Rewrite every one of these lines with "Mark that spot" changed to "Place a point there" and nothing else altered. Omit the pictures from your answer.
═════ DATASET RECORDS ═════
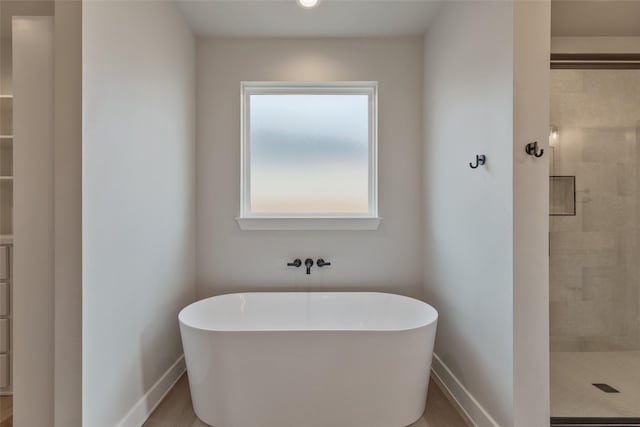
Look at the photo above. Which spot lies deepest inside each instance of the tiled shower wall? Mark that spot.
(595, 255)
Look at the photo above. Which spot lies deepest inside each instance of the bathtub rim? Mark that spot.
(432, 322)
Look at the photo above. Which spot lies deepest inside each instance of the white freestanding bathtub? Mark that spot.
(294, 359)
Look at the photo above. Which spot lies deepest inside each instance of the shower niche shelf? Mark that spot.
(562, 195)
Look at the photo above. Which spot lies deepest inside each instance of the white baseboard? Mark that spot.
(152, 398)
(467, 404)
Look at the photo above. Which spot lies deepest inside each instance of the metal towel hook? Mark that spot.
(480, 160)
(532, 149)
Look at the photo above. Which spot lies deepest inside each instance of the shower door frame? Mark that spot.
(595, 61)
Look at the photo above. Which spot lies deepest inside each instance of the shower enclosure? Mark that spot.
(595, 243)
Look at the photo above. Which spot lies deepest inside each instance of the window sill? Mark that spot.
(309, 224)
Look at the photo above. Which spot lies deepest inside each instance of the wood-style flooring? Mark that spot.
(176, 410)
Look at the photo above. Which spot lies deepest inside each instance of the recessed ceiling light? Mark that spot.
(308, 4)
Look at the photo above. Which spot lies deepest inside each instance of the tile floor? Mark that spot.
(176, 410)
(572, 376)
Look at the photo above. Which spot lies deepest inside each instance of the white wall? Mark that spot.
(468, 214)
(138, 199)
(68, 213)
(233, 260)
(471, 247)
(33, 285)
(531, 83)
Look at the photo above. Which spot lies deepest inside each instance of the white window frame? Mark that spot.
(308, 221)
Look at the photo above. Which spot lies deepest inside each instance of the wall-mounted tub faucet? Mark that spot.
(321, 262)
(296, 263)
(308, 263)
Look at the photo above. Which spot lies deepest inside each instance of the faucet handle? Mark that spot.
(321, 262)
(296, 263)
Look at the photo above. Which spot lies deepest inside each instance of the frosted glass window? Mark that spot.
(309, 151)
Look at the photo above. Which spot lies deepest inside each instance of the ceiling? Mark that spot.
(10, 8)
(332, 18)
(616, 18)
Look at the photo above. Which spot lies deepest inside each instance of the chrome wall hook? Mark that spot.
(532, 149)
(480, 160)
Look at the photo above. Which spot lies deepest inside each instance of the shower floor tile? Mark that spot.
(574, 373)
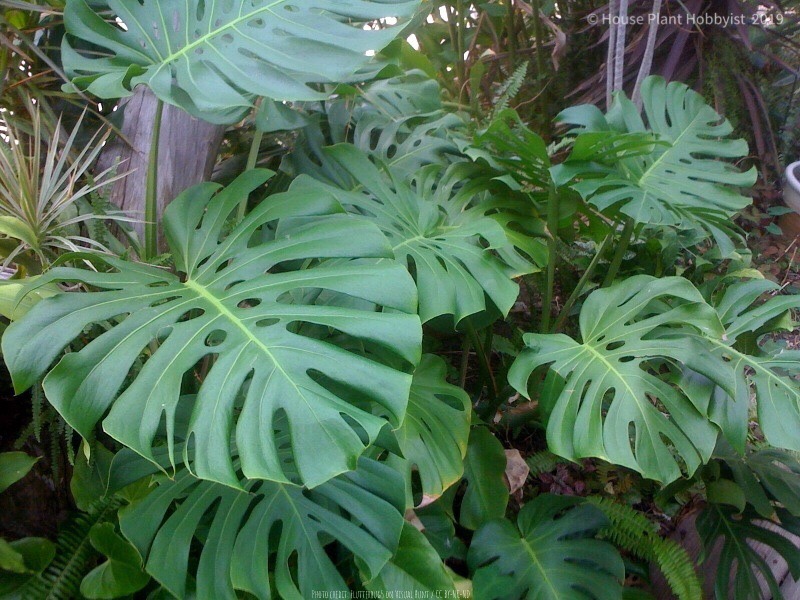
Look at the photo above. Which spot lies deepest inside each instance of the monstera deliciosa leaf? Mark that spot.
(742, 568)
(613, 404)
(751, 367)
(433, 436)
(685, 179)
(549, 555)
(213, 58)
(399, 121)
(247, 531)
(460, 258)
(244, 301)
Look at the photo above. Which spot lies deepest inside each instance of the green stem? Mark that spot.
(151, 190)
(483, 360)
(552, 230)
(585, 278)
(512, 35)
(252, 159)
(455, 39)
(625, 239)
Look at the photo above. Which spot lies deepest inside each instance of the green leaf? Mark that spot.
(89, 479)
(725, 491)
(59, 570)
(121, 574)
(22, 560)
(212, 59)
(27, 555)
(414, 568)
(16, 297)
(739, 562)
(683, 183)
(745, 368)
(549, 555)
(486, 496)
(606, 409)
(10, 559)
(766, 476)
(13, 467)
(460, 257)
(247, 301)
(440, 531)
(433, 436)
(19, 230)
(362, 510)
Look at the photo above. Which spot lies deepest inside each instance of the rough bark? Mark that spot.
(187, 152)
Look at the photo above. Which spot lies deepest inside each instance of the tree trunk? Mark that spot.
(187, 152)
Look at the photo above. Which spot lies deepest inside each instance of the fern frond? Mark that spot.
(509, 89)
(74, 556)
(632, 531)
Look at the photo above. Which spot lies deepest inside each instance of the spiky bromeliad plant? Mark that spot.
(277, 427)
═════
* _EXERCISE RESPONSE_
Look at the photo above. Which spot lies deepest inside each instance of the tiled shower wall? Place a point there.
(595, 255)
Look at the photo above. Which spot lies deepest inside each instance of the bathtub rim? Place a point there.
(432, 322)
Look at the photo above. Which spot lies deepest inside each instance of the white freestanding bathtub? Place a point there.
(294, 359)
Look at the photo above. Which spot lies deepest inside each instance of the shower niche shelf? Place a point there.
(562, 195)
Look at the photo above. Which spot lies deepest inside each instance of the white baseboard? Place a point there.
(152, 398)
(467, 404)
Look at the photo above. Which spot lies deepest inside each instance of the metal towel hook? Place a point there.
(480, 160)
(532, 149)
Look at the photo above. Which spot lies deepest inside each instance of the shower door frame? Place a point there.
(595, 61)
Look at the photo above. Which spot lies deepest inside each instance of the shower enclosure? Place a point there.
(595, 243)
Look at the photo above. Which spot lies deepest inside each instance of the window sill? Place a point there.
(309, 224)
Look at the photo above. Which spot lies deepest inside each instance of the wood-style flooring? Place a point there.
(176, 410)
Look at the photo above. Which spot lies deepest inside each instance of the recessed ceiling light? Place a point there.
(308, 4)
Look at the photo above. Which spot lies deepest inside each instance of the tile floor? Place a point there.
(176, 410)
(572, 376)
Look at the photo above. Which spot lies deepest inside each instance of the white wall? Place a point there.
(468, 214)
(138, 199)
(68, 213)
(233, 260)
(471, 247)
(33, 285)
(531, 83)
Look at the photo above. Which spot lies deepest inside each instance of the white window frame? Place a point there.
(308, 221)
Look at the photo above. Which spot lies deepest inside each instance of the wall-mounted tub faucet? Place a point there.
(321, 262)
(296, 263)
(308, 263)
Look at the photo above. Which spot lies deepest inside each instance of the faucet handle? Place a point there.
(321, 262)
(296, 263)
Look at the photo above. Which spot lies deepest inside each instance of the frosted glass window? Place a point there.
(309, 151)
Look at the photo above. Which spot lies deepest inside each instance of the ceiling? Place a point there.
(10, 8)
(332, 18)
(616, 18)
Look at the photo above. Which spot lies deepest inside each instance of the chrome wall hook? Place a point there.
(532, 149)
(480, 160)
Look at the photo above. Which spot lies deepest inside each instance of the shower floor tile? Place a point there.
(574, 373)
Look at the photo above. Which spot lies deepest inside each instance of the monstera deliciosa leaf? Place a point there.
(742, 568)
(613, 404)
(751, 367)
(433, 436)
(685, 179)
(549, 555)
(213, 58)
(399, 121)
(247, 531)
(460, 258)
(244, 301)
Look at the photo above. Which spot lies deepest inside each instance of the green stem? Place a point there.
(151, 190)
(483, 360)
(552, 230)
(585, 278)
(512, 35)
(252, 159)
(455, 39)
(625, 239)
Look at the photo above. Which spot lies deepest inside each instance of the green leaf? Place a point there.
(89, 479)
(725, 491)
(59, 570)
(121, 574)
(22, 560)
(212, 59)
(27, 555)
(414, 568)
(16, 297)
(739, 562)
(683, 183)
(745, 368)
(549, 555)
(486, 496)
(606, 409)
(10, 559)
(766, 476)
(13, 467)
(460, 257)
(247, 301)
(440, 531)
(433, 436)
(19, 230)
(362, 510)
Look at the photo above. Which spot lies deepest inside each instance of the rough bark? Place a point there.
(187, 152)
Look at the photo above. Which spot lies deepest inside each instance of the tree trunk? Place a point there.
(187, 152)
Look at the photo above. Which spot lies deepest inside each instance of the fern frond? Place a point there.
(509, 89)
(74, 556)
(632, 531)
Look at the photo above. Which spot lies deepest inside each instance of the spiky bromeliad plant? Place a point there.
(277, 427)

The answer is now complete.